[Entries shown]

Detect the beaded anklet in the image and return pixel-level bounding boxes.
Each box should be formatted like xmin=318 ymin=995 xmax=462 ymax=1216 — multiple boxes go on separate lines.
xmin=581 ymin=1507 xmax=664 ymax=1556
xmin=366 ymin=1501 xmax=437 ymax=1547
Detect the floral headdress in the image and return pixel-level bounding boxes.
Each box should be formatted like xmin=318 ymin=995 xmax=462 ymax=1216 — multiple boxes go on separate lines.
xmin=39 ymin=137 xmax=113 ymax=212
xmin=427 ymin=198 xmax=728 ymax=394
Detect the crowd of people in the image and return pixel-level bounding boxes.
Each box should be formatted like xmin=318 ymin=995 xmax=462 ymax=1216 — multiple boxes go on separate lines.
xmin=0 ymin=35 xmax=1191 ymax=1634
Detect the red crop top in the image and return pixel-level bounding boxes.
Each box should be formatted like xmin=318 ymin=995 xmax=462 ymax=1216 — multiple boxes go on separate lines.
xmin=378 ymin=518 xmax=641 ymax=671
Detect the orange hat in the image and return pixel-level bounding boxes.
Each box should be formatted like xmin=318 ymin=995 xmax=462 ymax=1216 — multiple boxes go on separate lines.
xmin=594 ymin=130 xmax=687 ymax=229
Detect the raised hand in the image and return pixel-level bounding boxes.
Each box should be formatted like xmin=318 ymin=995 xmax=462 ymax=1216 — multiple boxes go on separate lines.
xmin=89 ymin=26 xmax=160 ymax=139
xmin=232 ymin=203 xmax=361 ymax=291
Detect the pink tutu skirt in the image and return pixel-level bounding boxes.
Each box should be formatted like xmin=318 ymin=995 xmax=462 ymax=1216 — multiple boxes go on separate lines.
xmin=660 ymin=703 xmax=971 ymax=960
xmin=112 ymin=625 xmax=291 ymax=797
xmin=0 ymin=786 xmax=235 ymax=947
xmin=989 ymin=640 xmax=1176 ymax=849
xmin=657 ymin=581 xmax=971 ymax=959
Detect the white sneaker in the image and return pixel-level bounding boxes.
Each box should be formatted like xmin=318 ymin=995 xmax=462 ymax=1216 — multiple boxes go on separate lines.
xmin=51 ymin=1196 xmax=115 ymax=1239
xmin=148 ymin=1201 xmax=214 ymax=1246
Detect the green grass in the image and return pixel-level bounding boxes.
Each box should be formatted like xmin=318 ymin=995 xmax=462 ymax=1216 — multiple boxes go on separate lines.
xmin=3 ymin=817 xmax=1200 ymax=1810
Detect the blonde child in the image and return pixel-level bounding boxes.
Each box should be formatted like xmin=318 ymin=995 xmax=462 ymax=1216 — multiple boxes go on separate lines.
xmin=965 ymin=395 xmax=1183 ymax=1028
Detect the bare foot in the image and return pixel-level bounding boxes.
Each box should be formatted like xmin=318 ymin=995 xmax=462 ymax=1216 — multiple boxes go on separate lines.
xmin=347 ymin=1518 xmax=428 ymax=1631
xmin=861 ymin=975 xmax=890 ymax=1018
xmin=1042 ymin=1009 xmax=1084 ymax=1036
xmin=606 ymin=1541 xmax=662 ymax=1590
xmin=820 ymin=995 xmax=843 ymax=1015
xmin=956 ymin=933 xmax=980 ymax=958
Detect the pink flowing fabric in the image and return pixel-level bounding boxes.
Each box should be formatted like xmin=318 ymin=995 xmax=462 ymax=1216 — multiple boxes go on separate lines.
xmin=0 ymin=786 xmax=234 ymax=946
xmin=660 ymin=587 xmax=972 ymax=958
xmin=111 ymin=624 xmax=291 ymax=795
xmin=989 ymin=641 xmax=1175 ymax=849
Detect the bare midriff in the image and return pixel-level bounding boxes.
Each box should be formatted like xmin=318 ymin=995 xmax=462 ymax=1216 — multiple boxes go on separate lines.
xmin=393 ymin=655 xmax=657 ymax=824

[/Entries shown]

## Brief
From the line containing "Detect the bare midriff" down to the last line of the records, transcribe every line exactly and add nothing else.

## Response to the exercise
Detect the bare midriff in the image and return pixel-level bounding boxes.
Each box should be formatted like xmin=318 ymin=995 xmax=462 ymax=1216 — multiple boxes go on separate lines.
xmin=393 ymin=655 xmax=657 ymax=824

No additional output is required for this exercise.